Saved data entries
****

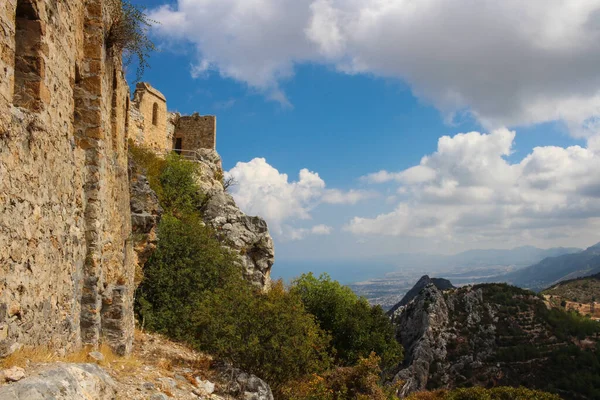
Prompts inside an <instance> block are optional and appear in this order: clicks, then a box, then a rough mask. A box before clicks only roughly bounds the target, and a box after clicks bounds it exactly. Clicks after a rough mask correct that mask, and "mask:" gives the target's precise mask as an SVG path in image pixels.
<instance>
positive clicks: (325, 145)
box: [129, 0, 600, 275]
mask: <svg viewBox="0 0 600 400" xmlns="http://www.w3.org/2000/svg"><path fill="white" fill-rule="evenodd" d="M133 3H134V4H139V5H143V6H146V7H148V9H149V12H150V13H151V15H152V16H153V17H154V18H155V19H158V20H160V21H161V24H160V25H159V26H158V27H156V28H155V29H154V30H153V32H152V35H153V38H154V39H155V41H156V43H157V44H158V45H159V48H160V52H157V53H154V54H153V55H152V57H151V59H150V63H151V65H152V67H151V69H149V70H147V71H146V73H145V75H144V77H143V79H144V80H145V81H148V82H150V83H151V84H152V85H153V86H155V87H156V88H158V89H159V90H160V91H162V92H163V93H164V94H165V95H166V97H167V100H168V107H169V109H170V110H172V111H179V112H181V113H191V112H195V111H197V112H200V113H201V114H215V115H217V121H218V123H217V127H218V129H217V150H218V151H219V153H220V155H221V156H222V158H223V165H224V169H225V170H228V171H229V172H230V174H232V175H233V176H234V177H235V178H236V179H237V180H238V181H239V185H238V186H237V187H236V188H235V189H234V193H233V194H234V197H235V198H236V201H237V202H238V204H239V205H240V206H241V207H242V209H244V210H245V211H246V212H248V213H251V214H259V215H261V216H263V217H264V218H265V219H266V220H267V222H268V223H269V225H270V227H271V231H272V234H273V236H274V239H275V243H276V255H277V263H276V266H277V265H284V266H285V265H286V263H289V264H290V265H291V264H292V263H295V264H298V263H324V262H336V263H343V262H344V260H363V259H364V260H369V259H370V258H371V259H372V258H373V257H375V256H378V255H381V254H395V253H400V252H407V251H426V252H441V253H451V252H457V251H461V250H465V249H471V248H482V247H511V246H515V245H522V244H532V245H537V246H541V247H548V246H555V245H565V246H571V245H575V246H586V245H590V244H593V243H594V242H597V241H598V240H599V239H598V237H596V236H595V235H594V234H595V232H596V231H597V228H598V221H599V217H600V209H599V207H598V206H596V205H595V204H596V203H598V201H597V200H598V199H597V196H598V192H600V190H597V188H600V182H598V181H597V180H596V179H595V178H594V176H596V175H599V176H600V174H596V172H600V163H599V162H600V161H599V158H600V156H599V154H598V151H597V150H598V148H600V146H597V143H598V141H597V138H598V133H597V131H598V129H597V128H598V125H600V124H598V120H599V119H598V115H600V90H599V89H600V73H599V72H598V71H597V65H598V64H597V62H598V61H600V57H599V56H598V54H600V51H599V50H600V49H599V47H598V42H599V41H598V40H592V39H594V38H596V39H598V38H600V33H599V32H600V23H599V22H598V18H596V17H594V15H600V11H599V10H600V2H598V1H589V0H588V1H585V2H584V1H577V0H576V1H573V2H570V3H569V4H570V6H569V5H568V4H567V2H564V1H560V0H549V1H548V2H539V3H535V4H533V3H532V4H533V5H531V7H524V6H523V5H522V2H517V1H512V0H510V1H506V2H505V4H495V3H494V2H488V1H482V2H481V3H482V4H483V3H486V4H487V6H485V7H484V6H483V5H482V6H481V7H480V6H479V5H478V6H475V7H473V8H472V9H470V12H469V13H461V10H460V9H461V8H462V6H460V5H459V6H458V7H455V6H454V5H455V3H453V2H451V1H450V0H432V1H430V2H424V3H422V5H415V4H413V3H410V2H405V1H395V2H394V1H391V0H389V1H375V0H365V1H363V2H359V1H354V0H348V1H346V2H344V1H342V0H299V1H291V0H262V1H258V0H220V1H217V0H185V1H184V0H180V1H179V2H176V1H173V2H170V3H167V2H162V1H158V0H153V1H141V0H136V1H133ZM426 3H427V4H426ZM496 3H497V2H496ZM411 4H412V5H411ZM166 6H168V7H166ZM457 9H458V10H457ZM557 16H560V17H561V20H562V21H563V23H562V25H560V24H559V25H560V26H558V27H557V25H556V24H555V23H554V21H556V17H557ZM367 17H368V18H367ZM461 19H462V20H461ZM490 21H492V22H490ZM525 22H526V25H525V26H526V29H525V28H524V29H525V30H524V31H523V32H521V31H520V30H519V29H521V28H519V29H516V27H517V26H518V27H521V25H522V24H523V23H525ZM482 27H485V30H482ZM583 37H585V38H586V40H584V41H582V40H581V38H583ZM449 38H450V39H451V40H450V39H449ZM130 69H131V70H133V69H134V68H130ZM133 78H134V76H133V74H131V73H130V74H129V79H130V81H132V80H133ZM467 132H472V133H469V134H467V135H459V134H461V133H467ZM442 137H447V138H446V139H440V138H442ZM569 146H571V147H569ZM573 146H574V147H573ZM425 156H428V158H427V159H423V157H425ZM415 167H416V168H415ZM304 169H305V170H306V171H305V173H304V175H303V177H299V173H300V171H301V170H304ZM377 173H379V174H377ZM284 174H286V175H287V176H285V175H284ZM283 275H285V273H284V274H283Z"/></svg>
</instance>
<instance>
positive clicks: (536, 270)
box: [486, 243, 600, 290]
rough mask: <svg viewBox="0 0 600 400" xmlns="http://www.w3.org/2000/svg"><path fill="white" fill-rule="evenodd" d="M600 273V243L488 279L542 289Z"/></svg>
mask: <svg viewBox="0 0 600 400" xmlns="http://www.w3.org/2000/svg"><path fill="white" fill-rule="evenodd" d="M597 273H600V243H598V244H596V245H594V246H591V247H588V248H587V249H585V250H583V251H578V252H575V253H571V254H563V255H560V256H557V257H547V258H544V259H543V260H542V261H540V262H538V263H536V264H533V265H531V266H529V267H526V268H522V269H519V270H517V271H513V272H509V273H507V274H504V275H499V276H496V277H492V278H489V279H486V281H488V282H492V281H496V282H507V283H510V284H513V285H516V286H519V287H523V288H528V289H531V290H542V289H544V288H547V287H549V286H551V285H554V284H556V283H558V282H561V281H565V280H568V279H574V278H578V277H582V276H590V275H594V274H597Z"/></svg>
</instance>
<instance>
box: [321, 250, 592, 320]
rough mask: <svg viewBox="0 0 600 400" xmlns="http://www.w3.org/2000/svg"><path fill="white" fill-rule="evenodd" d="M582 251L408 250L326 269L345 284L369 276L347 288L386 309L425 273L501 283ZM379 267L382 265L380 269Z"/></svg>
mask: <svg viewBox="0 0 600 400" xmlns="http://www.w3.org/2000/svg"><path fill="white" fill-rule="evenodd" d="M582 251H583V250H582V249H579V248H574V247H555V248H550V249H540V248H537V247H533V246H522V247H517V248H514V249H482V250H468V251H464V252H461V253H458V254H453V255H440V254H421V253H409V254H397V255H395V256H382V257H379V258H377V259H376V260H374V261H371V262H364V261H356V260H354V261H353V263H352V262H351V263H349V264H345V265H344V264H343V263H342V264H343V265H342V268H339V269H337V270H336V269H334V270H331V269H330V268H328V269H326V270H327V271H328V272H332V274H331V275H332V277H333V278H334V279H341V280H346V281H345V282H344V283H347V282H352V280H350V279H351V278H349V277H350V276H355V277H358V274H353V271H360V272H361V273H362V274H367V275H370V276H369V277H368V278H366V279H364V278H363V280H362V281H360V282H357V281H358V279H355V280H354V282H355V283H354V284H350V287H351V288H352V290H354V291H355V292H356V293H357V294H359V295H360V296H364V297H366V298H367V299H368V300H369V301H370V302H371V303H372V304H379V305H381V306H382V307H383V308H384V309H386V310H388V309H390V308H391V307H392V306H393V305H395V304H397V303H398V302H399V301H400V299H401V298H402V296H404V294H406V292H408V291H409V289H410V288H412V287H413V285H414V282H415V281H417V280H418V279H419V277H421V276H422V275H424V274H428V275H429V276H434V275H435V276H441V277H444V278H446V279H450V280H451V281H452V282H453V283H454V284H455V285H457V286H460V285H464V284H469V283H481V282H504V281H506V279H507V277H509V274H511V273H514V272H518V271H519V270H520V269H523V268H526V267H528V266H530V265H533V264H536V263H539V262H540V261H542V260H544V259H546V258H548V257H556V256H562V255H566V254H573V253H580V252H582ZM365 265H370V266H372V265H375V266H377V267H378V268H371V267H369V268H365ZM382 266H384V268H381V267H382ZM336 272H337V273H336ZM363 276H364V275H363ZM359 279H360V278H359Z"/></svg>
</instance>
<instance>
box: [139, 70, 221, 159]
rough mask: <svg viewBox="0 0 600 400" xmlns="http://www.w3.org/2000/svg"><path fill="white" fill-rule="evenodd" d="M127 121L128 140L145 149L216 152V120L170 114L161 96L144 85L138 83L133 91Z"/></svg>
mask: <svg viewBox="0 0 600 400" xmlns="http://www.w3.org/2000/svg"><path fill="white" fill-rule="evenodd" d="M129 120H130V121H131V124H130V126H131V129H130V131H131V133H130V137H131V138H132V139H133V140H134V142H135V143H136V144H138V145H141V146H144V147H148V148H151V149H155V150H159V151H161V152H168V151H171V150H183V151H184V152H193V151H197V150H199V149H212V150H215V149H216V146H217V117H215V116H214V115H199V114H198V113H194V114H192V115H184V116H182V115H181V114H179V113H169V112H168V111H167V101H166V99H165V97H164V96H163V94H162V93H161V92H159V91H158V90H156V89H155V88H153V87H152V86H150V84H149V83H146V82H140V83H138V84H137V86H136V88H135V93H134V96H133V102H132V107H131V109H130V110H129ZM187 155H188V156H190V157H191V154H189V153H187Z"/></svg>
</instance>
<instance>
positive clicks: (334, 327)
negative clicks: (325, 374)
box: [290, 273, 402, 370]
mask: <svg viewBox="0 0 600 400" xmlns="http://www.w3.org/2000/svg"><path fill="white" fill-rule="evenodd" d="M290 290H291V291H292V292H293V293H295V294H297V295H299V296H300V298H302V302H303V303H304V305H305V307H306V309H307V310H308V312H310V313H311V314H313V315H314V316H315V317H316V319H317V321H318V323H319V326H320V327H321V328H322V329H324V330H325V331H327V332H329V333H331V336H332V341H331V343H332V345H333V347H334V349H335V354H336V356H337V361H338V363H340V364H342V365H354V364H355V363H356V362H358V360H359V359H361V358H367V357H369V354H370V353H371V352H375V353H376V354H377V355H378V356H379V357H381V363H382V367H383V369H384V370H386V369H391V368H394V367H396V366H397V365H398V364H399V363H400V362H401V361H402V346H401V345H400V344H399V343H398V342H397V341H396V338H395V334H394V328H393V326H392V324H391V322H390V320H389V318H388V317H387V316H386V315H385V313H384V311H383V309H382V308H381V307H379V306H374V307H372V306H370V305H369V303H368V302H367V300H365V299H364V298H360V297H358V296H357V295H356V294H354V292H352V290H351V289H350V288H349V287H347V286H343V285H341V284H340V283H339V282H337V281H334V280H332V279H331V278H330V277H329V276H328V275H327V274H323V275H321V276H320V277H319V278H316V277H315V276H314V275H313V274H312V273H309V274H305V275H302V276H301V277H299V278H297V279H296V280H294V282H293V283H292V287H291V289H290Z"/></svg>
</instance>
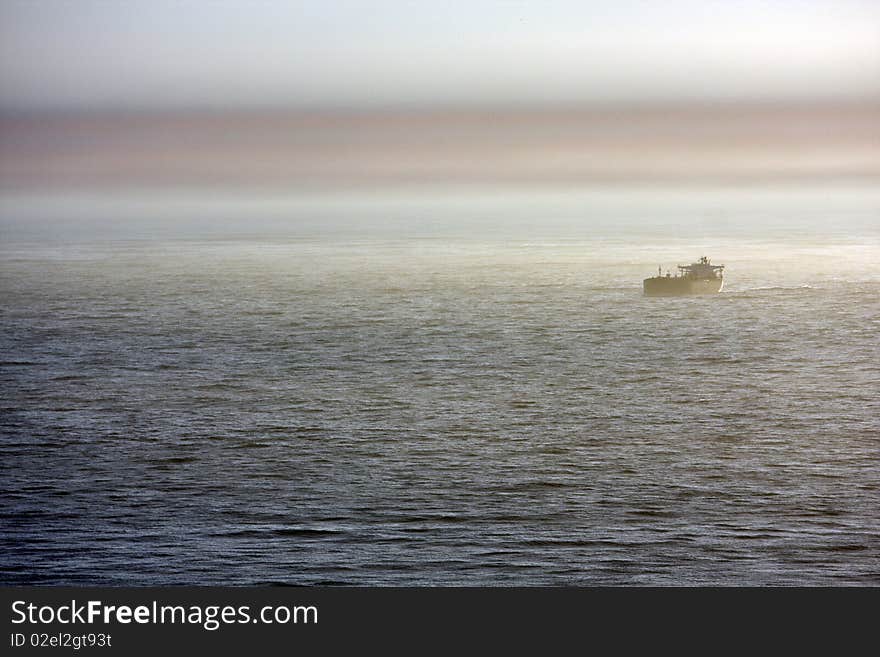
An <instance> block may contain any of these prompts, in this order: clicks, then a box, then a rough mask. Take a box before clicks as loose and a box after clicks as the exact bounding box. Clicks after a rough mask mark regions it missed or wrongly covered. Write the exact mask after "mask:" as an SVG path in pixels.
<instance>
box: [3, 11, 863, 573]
mask: <svg viewBox="0 0 880 657" xmlns="http://www.w3.org/2000/svg"><path fill="white" fill-rule="evenodd" d="M254 7H257V8H256V9H254ZM370 7H371V10H370V11H369V12H365V11H364V9H362V8H361V7H360V6H359V4H358V3H348V2H340V3H311V2H303V3H294V4H287V3H277V4H276V3H259V4H258V5H251V3H247V5H246V8H245V9H243V7H242V4H241V3H236V2H232V1H228V2H227V1H224V2H216V3H214V2H212V3H203V4H198V3H182V4H181V3H172V4H171V5H168V4H166V3H164V2H149V3H147V2H143V3H141V2H130V3H125V4H124V5H122V4H120V5H114V4H112V3H93V2H90V1H89V0H86V1H84V2H82V3H56V2H53V1H52V0H45V2H42V3H31V2H17V1H16V0H10V2H7V3H4V4H3V6H2V8H0V13H2V14H3V16H2V18H3V20H2V21H0V36H2V38H0V50H2V52H0V54H2V55H3V56H2V57H0V91H2V92H3V94H2V96H0V97H2V101H0V489H2V495H0V583H3V584H82V585H86V584H96V585H100V584H113V585H138V584H143V585H148V584H264V583H279V584H346V585H426V586H427V585H444V584H454V585H541V584H551V585H602V584H610V585H655V584H670V585H689V584H722V585H835V586H842V585H870V586H876V585H878V584H880V513H878V509H880V467H878V466H880V404H878V401H877V400H878V399H880V342H878V339H877V336H878V330H880V193H878V191H877V190H878V186H877V183H878V181H880V139H878V136H880V110H878V108H880V105H878V98H880V89H878V87H877V82H876V81H877V80H878V79H880V56H878V53H880V48H877V46H878V41H877V39H878V35H877V33H876V30H873V29H872V28H871V26H873V25H876V20H874V19H876V18H877V9H876V6H875V5H873V4H871V3H862V2H858V0H852V1H850V0H838V1H837V2H834V3H827V2H822V1H821V0H815V1H812V0H810V1H806V2H802V3H784V2H783V3H773V4H770V3H758V2H743V3H735V4H734V3H712V2H699V3H693V2H688V1H687V0H678V1H676V2H670V3H664V4H663V9H662V11H658V9H657V8H658V7H660V5H656V7H655V6H654V5H648V4H645V3H639V2H619V3H601V2H584V3H566V2H561V1H560V2H542V3H528V2H523V3H516V4H512V3H503V2H502V3H496V2H492V1H491V0H485V1H481V2H474V3H469V7H472V9H470V10H469V12H468V13H467V14H466V15H465V14H462V13H459V14H456V13H455V12H450V10H449V7H448V4H447V3H440V4H438V5H436V6H435V5H432V4H431V3H397V2H394V1H393V0H389V1H388V2H377V3H370ZM181 12H182V13H181ZM184 14H185V15H184ZM367 14H369V15H367ZM701 256H707V257H709V258H711V259H712V262H713V263H715V264H724V265H725V266H726V269H725V286H724V290H723V292H722V293H721V294H718V295H713V296H707V297H690V298H646V297H644V296H643V295H642V287H641V286H642V280H643V279H644V278H646V277H648V276H652V275H654V274H656V272H657V268H658V267H661V268H662V270H663V271H666V270H672V271H675V267H676V265H679V264H681V265H684V264H688V263H690V262H693V261H694V260H696V259H697V258H699V257H701Z"/></svg>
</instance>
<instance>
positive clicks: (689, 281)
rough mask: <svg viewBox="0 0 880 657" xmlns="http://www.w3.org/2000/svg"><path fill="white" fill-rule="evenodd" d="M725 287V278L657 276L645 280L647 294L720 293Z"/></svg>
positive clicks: (644, 288)
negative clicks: (721, 290) (706, 277)
mask: <svg viewBox="0 0 880 657" xmlns="http://www.w3.org/2000/svg"><path fill="white" fill-rule="evenodd" d="M723 287H724V279H723V278H698V279H694V278H686V277H683V276H673V277H666V276H655V277H653V278H646V279H645V281H644V289H645V296H648V297H686V296H692V295H695V294H718V293H719V292H721V288H723Z"/></svg>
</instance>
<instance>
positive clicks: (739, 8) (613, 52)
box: [0, 0, 880, 109]
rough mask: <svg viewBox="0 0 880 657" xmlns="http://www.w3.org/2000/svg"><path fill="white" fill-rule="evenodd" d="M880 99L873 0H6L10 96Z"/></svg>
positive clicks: (6, 57)
mask: <svg viewBox="0 0 880 657" xmlns="http://www.w3.org/2000/svg"><path fill="white" fill-rule="evenodd" d="M878 98H880V2H876V1H873V0H777V1H769V0H764V1H758V0H741V1H736V2H734V1H716V0H667V1H664V2H660V1H654V2H640V1H635V0H617V1H606V2H597V1H591V0H581V1H570V2H569V1H564V0H540V1H538V0H535V1H531V0H530V1H516V0H510V1H499V0H472V1H469V2H461V3H452V2H443V1H436V0H424V1H419V2H416V1H406V0H369V1H367V0H365V1H362V2H359V1H355V0H334V1H332V2H328V1H327V0H303V1H300V2H293V1H291V2H287V1H281V0H277V1H274V2H272V1H266V0H214V1H208V0H202V1H192V0H189V1H188V0H180V1H174V2H172V1H170V0H118V1H111V0H104V1H102V0H70V1H64V0H3V2H2V3H0V108H3V109H20V108H25V109H32V108H38V109H70V108H74V109H83V108H98V109H101V108H168V107H170V108H206V107H208V108H214V107H220V108H225V107H263V106H269V107H275V106H284V107H305V108H312V107H319V108H320V107H344V108H347V107H355V108H357V107H400V106H403V107H424V106H428V107H435V106H474V105H476V106H505V107H518V106H540V105H577V106H591V105H602V104H607V103H624V104H630V105H638V104H651V103H658V102H659V103H668V102H676V103H688V102H695V103H706V102H709V103H712V102H718V101H725V102H729V101H734V102H736V101H757V102H766V101H771V102H774V101H804V100H807V101H814V100H819V101H827V100H832V101H841V100H842V101H853V100H876V99H878Z"/></svg>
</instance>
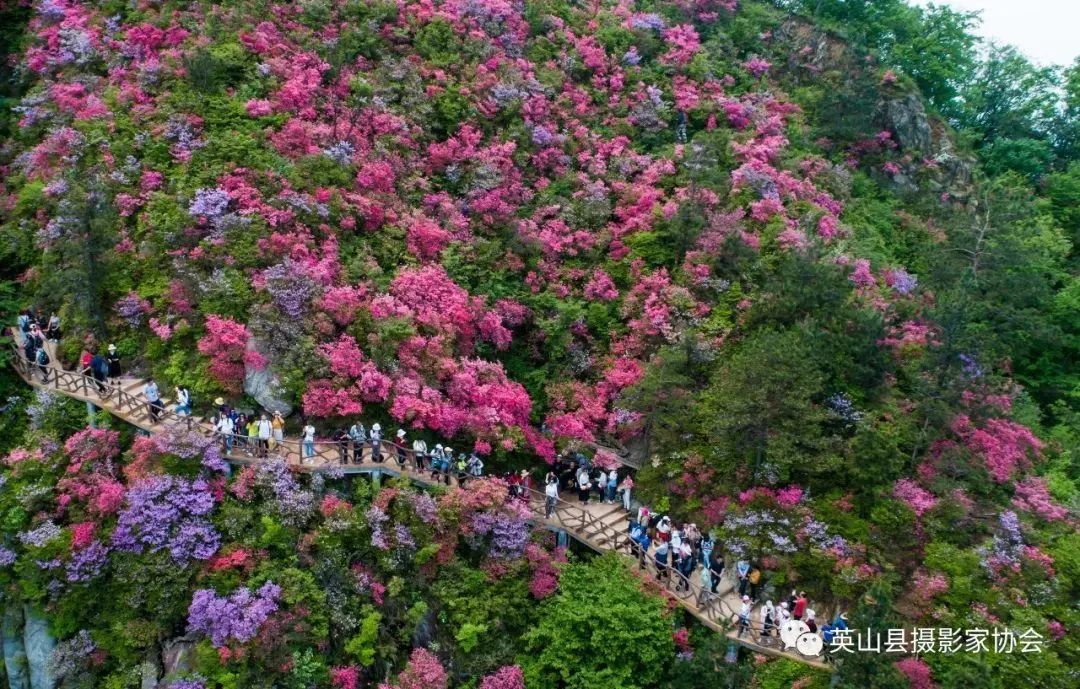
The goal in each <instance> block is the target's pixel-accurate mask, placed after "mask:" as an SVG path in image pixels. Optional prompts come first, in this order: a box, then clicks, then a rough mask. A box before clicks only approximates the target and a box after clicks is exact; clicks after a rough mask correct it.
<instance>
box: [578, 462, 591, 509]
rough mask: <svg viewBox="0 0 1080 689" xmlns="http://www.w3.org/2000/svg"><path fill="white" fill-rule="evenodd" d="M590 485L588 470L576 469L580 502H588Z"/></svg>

****

→ THE TASK
Write out exactly the lines above, from the very first through the line containing "positive clicks: (325, 145)", both kept, with the pictures removed.

→ TASK SOLUTION
Prompts inside an <instance> block are optional and appear in this order: clicks, then a box, then a rough mask. A box before clicks only roughly bounds the target, and a box after clicks bounds it exactly. Clicks after a rough mask correct that mask, and "mask:" gives the target's precise mask as an SVG path in image pixels.
<instance>
positive clicks: (325, 145)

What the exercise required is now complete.